Change every "Category" in the lines below to "Class", and leave everything else as it is.

■ Excerpts from location labeling data:
· · · ·
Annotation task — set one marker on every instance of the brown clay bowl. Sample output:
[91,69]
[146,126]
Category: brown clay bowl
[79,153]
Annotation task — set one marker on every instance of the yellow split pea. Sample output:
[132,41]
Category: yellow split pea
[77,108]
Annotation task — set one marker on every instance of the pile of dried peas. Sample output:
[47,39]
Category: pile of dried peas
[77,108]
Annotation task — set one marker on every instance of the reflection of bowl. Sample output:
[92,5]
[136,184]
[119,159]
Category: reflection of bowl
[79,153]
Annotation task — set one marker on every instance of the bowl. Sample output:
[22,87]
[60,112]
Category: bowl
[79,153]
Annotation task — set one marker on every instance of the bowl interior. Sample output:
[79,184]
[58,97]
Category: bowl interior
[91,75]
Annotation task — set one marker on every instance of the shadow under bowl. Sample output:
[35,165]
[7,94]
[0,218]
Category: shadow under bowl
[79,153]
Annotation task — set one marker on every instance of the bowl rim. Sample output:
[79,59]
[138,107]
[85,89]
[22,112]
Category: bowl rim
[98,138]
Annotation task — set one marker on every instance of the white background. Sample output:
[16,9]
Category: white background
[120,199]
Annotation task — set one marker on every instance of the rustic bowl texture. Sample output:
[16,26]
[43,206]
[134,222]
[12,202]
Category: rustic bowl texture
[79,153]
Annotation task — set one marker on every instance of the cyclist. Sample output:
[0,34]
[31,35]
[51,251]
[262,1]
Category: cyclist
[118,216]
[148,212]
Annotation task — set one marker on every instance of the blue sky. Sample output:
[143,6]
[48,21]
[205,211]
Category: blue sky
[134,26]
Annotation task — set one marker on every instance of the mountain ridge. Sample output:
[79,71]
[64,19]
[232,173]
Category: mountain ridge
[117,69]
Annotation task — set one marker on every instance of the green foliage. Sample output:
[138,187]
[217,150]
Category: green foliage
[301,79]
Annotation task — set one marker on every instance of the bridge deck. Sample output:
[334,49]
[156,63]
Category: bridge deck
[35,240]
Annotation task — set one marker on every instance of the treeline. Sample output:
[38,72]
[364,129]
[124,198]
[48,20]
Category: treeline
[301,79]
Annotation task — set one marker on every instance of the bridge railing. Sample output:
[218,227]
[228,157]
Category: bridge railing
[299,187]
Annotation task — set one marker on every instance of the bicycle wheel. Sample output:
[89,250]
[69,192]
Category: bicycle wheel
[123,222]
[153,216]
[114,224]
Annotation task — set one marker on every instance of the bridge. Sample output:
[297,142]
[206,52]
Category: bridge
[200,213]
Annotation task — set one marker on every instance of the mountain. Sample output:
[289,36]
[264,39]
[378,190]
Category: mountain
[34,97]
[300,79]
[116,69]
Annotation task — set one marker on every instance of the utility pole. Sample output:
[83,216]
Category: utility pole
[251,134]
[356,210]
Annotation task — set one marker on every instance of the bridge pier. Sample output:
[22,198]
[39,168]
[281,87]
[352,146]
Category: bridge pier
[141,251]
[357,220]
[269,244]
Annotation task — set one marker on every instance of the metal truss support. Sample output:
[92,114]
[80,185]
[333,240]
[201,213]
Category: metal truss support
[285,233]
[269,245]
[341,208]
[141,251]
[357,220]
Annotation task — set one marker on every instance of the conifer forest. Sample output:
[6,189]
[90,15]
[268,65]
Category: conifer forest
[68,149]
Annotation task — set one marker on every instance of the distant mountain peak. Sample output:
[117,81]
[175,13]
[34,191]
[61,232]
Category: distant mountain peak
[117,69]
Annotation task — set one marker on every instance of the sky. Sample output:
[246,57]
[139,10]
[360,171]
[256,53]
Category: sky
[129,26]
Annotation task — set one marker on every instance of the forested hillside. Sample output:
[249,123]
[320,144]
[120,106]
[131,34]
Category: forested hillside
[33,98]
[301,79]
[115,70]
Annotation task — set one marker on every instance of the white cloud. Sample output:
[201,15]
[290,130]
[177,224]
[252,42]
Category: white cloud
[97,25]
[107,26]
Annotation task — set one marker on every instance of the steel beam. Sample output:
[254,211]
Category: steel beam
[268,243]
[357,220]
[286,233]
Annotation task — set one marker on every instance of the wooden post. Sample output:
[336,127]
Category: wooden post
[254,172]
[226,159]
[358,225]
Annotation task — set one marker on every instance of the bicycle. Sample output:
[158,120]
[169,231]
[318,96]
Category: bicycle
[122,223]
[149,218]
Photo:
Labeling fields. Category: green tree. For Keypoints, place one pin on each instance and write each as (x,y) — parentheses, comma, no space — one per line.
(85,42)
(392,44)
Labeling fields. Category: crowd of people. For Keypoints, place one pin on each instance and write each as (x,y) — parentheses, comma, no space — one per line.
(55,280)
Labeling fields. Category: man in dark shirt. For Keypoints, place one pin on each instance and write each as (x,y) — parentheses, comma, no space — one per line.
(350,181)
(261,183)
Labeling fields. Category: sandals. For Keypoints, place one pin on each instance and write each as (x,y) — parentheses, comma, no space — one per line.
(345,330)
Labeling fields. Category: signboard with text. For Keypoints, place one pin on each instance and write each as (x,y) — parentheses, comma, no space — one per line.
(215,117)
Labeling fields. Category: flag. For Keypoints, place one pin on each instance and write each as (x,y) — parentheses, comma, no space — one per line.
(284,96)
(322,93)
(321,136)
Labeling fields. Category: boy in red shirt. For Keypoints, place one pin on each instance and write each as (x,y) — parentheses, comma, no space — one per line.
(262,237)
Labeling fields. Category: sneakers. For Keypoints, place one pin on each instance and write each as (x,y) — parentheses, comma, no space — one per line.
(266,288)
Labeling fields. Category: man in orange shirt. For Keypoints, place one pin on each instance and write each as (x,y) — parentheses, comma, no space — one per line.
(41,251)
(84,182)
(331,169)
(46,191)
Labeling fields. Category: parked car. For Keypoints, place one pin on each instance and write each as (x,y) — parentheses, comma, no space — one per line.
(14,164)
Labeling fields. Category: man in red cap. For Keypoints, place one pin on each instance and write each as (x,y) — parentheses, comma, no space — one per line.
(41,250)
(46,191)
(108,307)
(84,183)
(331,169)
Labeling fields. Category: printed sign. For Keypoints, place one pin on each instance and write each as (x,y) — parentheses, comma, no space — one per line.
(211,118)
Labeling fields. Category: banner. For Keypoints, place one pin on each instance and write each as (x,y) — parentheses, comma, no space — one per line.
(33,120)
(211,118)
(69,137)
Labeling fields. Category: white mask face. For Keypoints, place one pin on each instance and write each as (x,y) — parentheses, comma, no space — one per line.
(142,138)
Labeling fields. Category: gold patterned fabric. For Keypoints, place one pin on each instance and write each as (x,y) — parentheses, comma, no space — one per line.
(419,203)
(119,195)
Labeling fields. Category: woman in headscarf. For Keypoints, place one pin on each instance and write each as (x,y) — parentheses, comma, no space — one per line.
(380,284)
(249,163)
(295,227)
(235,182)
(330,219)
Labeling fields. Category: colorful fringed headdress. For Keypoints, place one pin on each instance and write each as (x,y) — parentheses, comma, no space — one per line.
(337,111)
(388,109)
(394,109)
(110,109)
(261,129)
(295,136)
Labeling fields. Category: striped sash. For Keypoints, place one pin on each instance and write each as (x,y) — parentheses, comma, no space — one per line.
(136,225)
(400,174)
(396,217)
· · · ·
■ Solved exercise:
Annotation task — set one marker on every instance of the brown clay bowl. Sample output:
[91,69]
[146,126]
Class: brown clay bowl
[79,153]
Annotation task — set one marker on every instance of the yellow split pea. Sample output:
[132,41]
Class: yellow split pea
[77,108]
Annotation task — set one marker on every instance of the pile of dried peas. Sample output:
[47,39]
Class: pile of dried peas
[77,108]
Annotation task — set one marker on every instance of the reflection of bowl. Sample output:
[92,5]
[136,184]
[119,159]
Class: reflection of bowl
[79,153]
Annotation task — set one marker on every instance of the bowl. Sample output:
[22,87]
[60,112]
Class: bowl
[79,153]
Annotation task — set one marker on every instance of the bowl interior. Sample output:
[79,184]
[58,97]
Class: bowl interior
[91,75]
Annotation task — set one marker on every instance of the shadow under bowl. Sample output:
[35,165]
[7,94]
[0,218]
Class: shadow under bowl
[79,153]
Annotation task — set one marker on every instance of the bowl rim. Sample output:
[79,59]
[138,107]
[85,89]
[22,112]
Class: bowl rim
[98,138]
Annotation task — set one marker on every instance of the white background. Sample output:
[16,9]
Class: white background
[120,199]
Annotation task — set one marker on every instance of the rustic bowl texture. Sample output:
[16,26]
[43,206]
[134,222]
[12,202]
Class: rustic bowl texture
[79,153]
Annotation task — set one marker on every instance of the cyclist. Sample output:
[0,34]
[31,35]
[51,251]
[262,1]
Class: cyclist
[118,216]
[148,212]
Annotation task — set one marker on every instance of the blue sky. Sample output:
[143,6]
[48,21]
[205,211]
Class: blue sky
[134,26]
Annotation task — set one marker on every instance of the mountain ridge. Sample output:
[79,71]
[64,19]
[232,173]
Class: mountain ridge
[117,69]
Annotation task — set one marker on every instance of the green foliage. Sample output:
[138,187]
[217,150]
Class: green foliage
[301,79]
Annotation task — set one marker on every instance of the bridge deck. Sample output:
[334,49]
[156,63]
Class: bridge deck
[35,240]
Annotation task — set one marker on every instance of the treeline. Sample output:
[38,72]
[364,129]
[124,198]
[48,20]
Class: treeline
[301,79]
Annotation task — set one marker on every instance of the bridge railing. Sample output:
[218,227]
[228,157]
Class: bridge railing
[299,187]
Annotation task — set one marker on every instance of the bicycle wheel. Sample output:
[89,250]
[69,192]
Class: bicycle wheel
[123,222]
[153,216]
[114,224]
Annotation task — set one marker on every instance of the bridge. Sample output:
[297,142]
[206,52]
Class: bridge
[200,213]
Annotation task — set one marker on every instance of the mountain. Sample output:
[289,36]
[264,39]
[378,190]
Class: mountain
[34,97]
[300,79]
[116,69]
Annotation task — set one marker on every instance of the utility pole. Sample output:
[83,216]
Class: utility pole
[251,134]
[356,210]
Annotation task — set one marker on every instance of the bridge pier. Sample output:
[22,198]
[39,168]
[281,87]
[352,146]
Class: bridge pier
[141,251]
[357,220]
[269,244]
Annotation task — set one marker on every instance of the metal truss support. Sample output:
[92,114]
[80,185]
[333,240]
[201,213]
Class: metal truss support
[285,233]
[269,245]
[341,208]
[141,251]
[357,220]
Annotation task — set one marker on every instance of the conifer forest. Sample output:
[6,189]
[90,15]
[268,65]
Class: conifer forest
[68,149]
Annotation task — set one marker on every instance of the distant mountain peak. Sample output:
[117,81]
[175,13]
[34,191]
[61,232]
Class: distant mountain peak
[117,69]
Annotation task — set one marker on every instance of the sky. Sample output:
[246,57]
[139,10]
[360,171]
[256,53]
Class: sky
[129,26]
Annotation task — set one marker on every instance of the forested hillside. Sample output:
[249,123]
[320,144]
[120,106]
[131,34]
Class: forested hillside
[33,98]
[301,79]
[115,70]
Annotation task — set one marker on every instance of the white cloud. Sample output:
[201,15]
[290,130]
[177,224]
[252,42]
Class: white cloud
[97,25]
[107,26]
Annotation task — set one marker on every instance of the steel beam. Sample output:
[254,211]
Class: steel beam
[268,243]
[357,220]
[286,233]
Annotation task — set one marker on every instance of the wooden post. Sample output:
[336,127]
Class: wooden post
[254,172]
[226,159]
[358,225]
Annotation task — set one marker on every instance of the bicycle. Sample output:
[158,120]
[169,231]
[318,96]
Class: bicycle
[122,223]
[149,218]
Photo:
Labeling fields. Class: green tree. For Keypoints, place one pin on each instance and write each as (x,y) — parentheses, comma, no space — one per line.
(85,42)
(392,44)
Labeling fields. Class: crowd of people. For Keypoints, place one pin on each instance and write each as (x,y) — parentheses, comma, no space — one per line.
(55,280)
Labeling fields. Class: man in dark shirt. For Keypoints, place one pin on each instance and write each as (x,y) — parentheses, comma, no space — one per line.
(350,181)
(261,183)
Labeling fields. Class: sandals. For Keypoints, place one pin on each instance and write each as (x,y) — parentheses, comma, no space — one per line.
(345,330)
Labeling fields. Class: signboard with text. For Keypoints, place one pin on each instance and write each as (x,y) — parentheses, comma, no space — one per line.
(215,117)
Labeling fields. Class: flag. For Keypoints, place one pin on each instance and write each as (x,y) — parentheses, comma, no space — one per line.
(284,96)
(322,93)
(321,136)
Labeling fields. Class: boy in red shirt. For Keypoints, place one pin on each instance and write each as (x,y) — parentheses, comma, no space — one per line.
(262,237)
Labeling fields. Class: sneakers. For Keypoints, place one pin on each instance and write each as (x,y) — parentheses, comma, no space — one per line.
(266,288)
Labeling fields. Class: man in orange shirt. For Keypoints, place one pin on each instance and write each as (x,y) — parentheses, comma, no space — one per line.
(41,251)
(84,182)
(331,169)
(46,191)
Labeling fields. Class: parked car. For Keypoints, place one pin on each instance and write each as (x,y) — parentheses, comma, no space — one per line.
(14,164)
Labeling fields. Class: man in red cap. For Keypoints, place one pin on each instance and write each as (x,y) — parentheses, comma, no space — one per line.
(41,250)
(46,191)
(108,307)
(84,183)
(331,169)
Labeling fields. Class: printed sign. For Keypoints, place one pin on each instance and write each as (x,y) — parentheses, comma, no space — one per line.
(211,118)
Labeling fields. Class: banner. For Keypoints, place one pin on each instance and write each as (x,y) — parentheses, comma, no space — one per line.
(33,120)
(211,118)
(69,137)
Labeling fields. Class: white mask face. For Keypoints, place one pin on each instance and write each as (x,y) — parentheses, comma, no space — one per line.
(142,138)
Labeling fields. Class: gold patterned fabric. For Keypoints, place one pin on each instance and write each as (x,y) — parentheses, comma, no space — one per line.
(419,203)
(119,195)
Labeling fields. Class: woman in headscarf. For Keypoints, place one pin on each instance and write each as (x,y) — parentheses, comma, no space — one per line.
(380,284)
(249,163)
(295,227)
(235,182)
(330,219)
Labeling fields. Class: colorful fringed headdress. For Keypoints, place one pin on each instance and write each as (x,y) — parentheses, comma, no space — one per line.
(337,111)
(388,109)
(394,109)
(110,109)
(261,129)
(295,136)
Labeling fields. Class: striped sash. For Keypoints, place one pin on each instance and write each as (x,y) — parentheses, comma, no space — one per line.
(136,225)
(400,174)
(396,217)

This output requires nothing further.